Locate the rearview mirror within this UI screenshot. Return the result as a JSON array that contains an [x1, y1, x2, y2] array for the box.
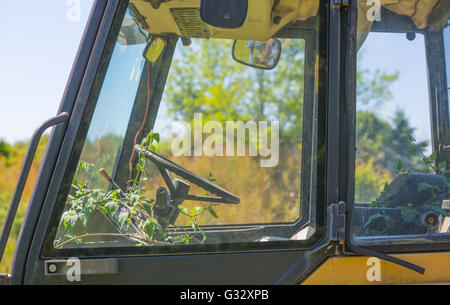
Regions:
[[233, 38, 281, 70], [142, 37, 167, 64]]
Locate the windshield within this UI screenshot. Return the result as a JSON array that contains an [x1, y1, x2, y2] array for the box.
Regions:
[[49, 5, 318, 249]]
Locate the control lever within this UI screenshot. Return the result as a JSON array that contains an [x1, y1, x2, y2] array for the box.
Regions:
[[153, 178, 190, 229]]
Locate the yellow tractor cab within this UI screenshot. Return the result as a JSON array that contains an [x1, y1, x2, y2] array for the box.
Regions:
[[0, 0, 450, 284]]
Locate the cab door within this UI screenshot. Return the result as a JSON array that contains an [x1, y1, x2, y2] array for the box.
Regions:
[[324, 1, 450, 284], [7, 0, 345, 284]]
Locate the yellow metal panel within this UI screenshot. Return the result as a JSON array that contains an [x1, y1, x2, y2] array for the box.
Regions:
[[302, 252, 450, 285], [131, 0, 319, 41]]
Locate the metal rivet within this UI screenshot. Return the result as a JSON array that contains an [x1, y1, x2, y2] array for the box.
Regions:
[[48, 264, 58, 273]]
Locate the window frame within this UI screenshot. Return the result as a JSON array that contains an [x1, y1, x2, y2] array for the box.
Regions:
[[346, 8, 450, 253], [40, 1, 328, 258]]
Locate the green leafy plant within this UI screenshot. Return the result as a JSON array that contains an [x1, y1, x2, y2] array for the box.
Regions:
[[362, 136, 450, 235], [54, 132, 218, 248]]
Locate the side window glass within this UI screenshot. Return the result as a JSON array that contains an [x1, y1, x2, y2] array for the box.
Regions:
[[351, 1, 450, 243]]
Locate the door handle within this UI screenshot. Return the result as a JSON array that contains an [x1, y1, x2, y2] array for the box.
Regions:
[[44, 258, 119, 276]]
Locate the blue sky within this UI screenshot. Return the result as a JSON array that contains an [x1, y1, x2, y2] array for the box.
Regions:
[[0, 0, 93, 143], [0, 0, 436, 148]]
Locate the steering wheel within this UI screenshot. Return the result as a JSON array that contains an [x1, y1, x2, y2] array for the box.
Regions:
[[135, 146, 240, 204]]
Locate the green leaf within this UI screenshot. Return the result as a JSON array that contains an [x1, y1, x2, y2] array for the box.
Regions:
[[208, 208, 219, 218], [118, 212, 129, 229], [62, 211, 78, 230], [397, 160, 403, 172], [105, 201, 120, 217], [428, 152, 436, 161], [141, 199, 154, 215]]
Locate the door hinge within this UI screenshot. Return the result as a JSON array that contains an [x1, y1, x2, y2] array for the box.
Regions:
[[327, 201, 346, 242], [331, 0, 350, 10], [0, 273, 11, 286]]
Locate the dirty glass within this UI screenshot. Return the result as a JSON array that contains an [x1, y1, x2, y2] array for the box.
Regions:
[[53, 7, 317, 249], [351, 1, 450, 244]]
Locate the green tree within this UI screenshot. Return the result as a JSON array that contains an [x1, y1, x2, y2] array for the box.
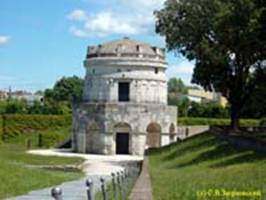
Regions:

Exercise brief: Please extract the text of every row above word for word, leaving the pictures out.

Response to this task:
Locate the rearview mirror within this UI screenshot. Return the result as a JSON array that contains an [x1, y1, x2, y2] array for the box.
Regions:
[[233, 38, 281, 70], [142, 37, 167, 64]]
Locate the windshield within this UI screenshot. Return the result as a JSON array that contains an [x1, y1, x2, y2] array for the box.
Regions:
[[49, 5, 318, 249]]
Locate the control lever within this UI screenshot. Return the result as a JSON array that contains an [x1, y1, x2, y2] array for the box.
Regions:
[[153, 178, 190, 229]]
Locate the yellow tractor cab within this UI screenshot. Return the result as a JSON array that contains an [x1, y1, x2, y2] array for the box.
Regions:
[[0, 0, 450, 284]]
Locate the cab door within this UI screenshot. Return the result as a JSON array that contains an [x1, y1, x2, y2] array for the box.
Regions:
[[324, 1, 450, 284], [7, 0, 345, 284]]
Locate the yellow metal panel within this UI screenshot. Return the result as a JSON array that contains an [x1, y1, x2, y2] array for the box.
Regions:
[[302, 252, 450, 285], [131, 0, 319, 41]]
Locate the metal rivet within this UI screenshot. Return the result as a JSON array that contains an [x1, y1, x2, y2] array for the box.
Regions:
[[48, 264, 58, 273]]
Locate the window frame within this UI screenshot. Return the result as a JSON array that contains an [x1, y1, x2, y2] array for the box.
Regions:
[[346, 8, 450, 253], [40, 1, 328, 258]]
Locate the green leafy plant within this UI screenshot. Return the result as a JSON array that contains an [x1, y1, x2, y2] array for the box.
Regions:
[[362, 136, 450, 235], [54, 132, 218, 248]]
Locate the side window glass within this UI screenshot. Return the result as a JSON array that contains an [x1, y1, x2, y2] array for the box.
Regions:
[[351, 1, 450, 243]]
Locate the door handle within this UI screenshot. Return the result as a JSON array that contains an [x1, y1, x2, y2] array for the box.
Regions:
[[44, 258, 119, 276]]
Locate the blue sky within this UI screenshot. Return the result as a JSON array that contains an [x1, y1, x2, y2] array for the box.
Regions:
[[0, 0, 93, 143], [0, 0, 436, 148]]
Locate the steering wheel within this UI screenshot. Return the result as a JSON array that contains an [x1, y1, x2, y2] array for the box.
Regions:
[[135, 146, 240, 204]]
Locate the green leaf within this UI screenshot. Return the result as a JSON array that contains an [x1, y1, x2, y2] array for the box.
Regions:
[[208, 208, 219, 218], [118, 212, 129, 229], [62, 211, 78, 230], [397, 160, 403, 172], [105, 201, 120, 217], [428, 152, 436, 161], [141, 199, 154, 215]]
Locate the door hinge within this UI screenshot. Return the result as a JSON array that contains an [x1, y1, x2, y2] array for the box.
Regions:
[[327, 201, 346, 242], [331, 0, 350, 10], [0, 273, 11, 286]]
Locate the dirty glass within this UI screenshot. Return the result as a JSON array that contains an [x1, y1, x2, y2] array for the box.
Regions:
[[53, 7, 317, 249], [351, 1, 450, 244]]
Locate the green tree within this UI screenshot. Return the result as a JSON array that contains an [x1, y1, x2, y2] array for the box.
Regions:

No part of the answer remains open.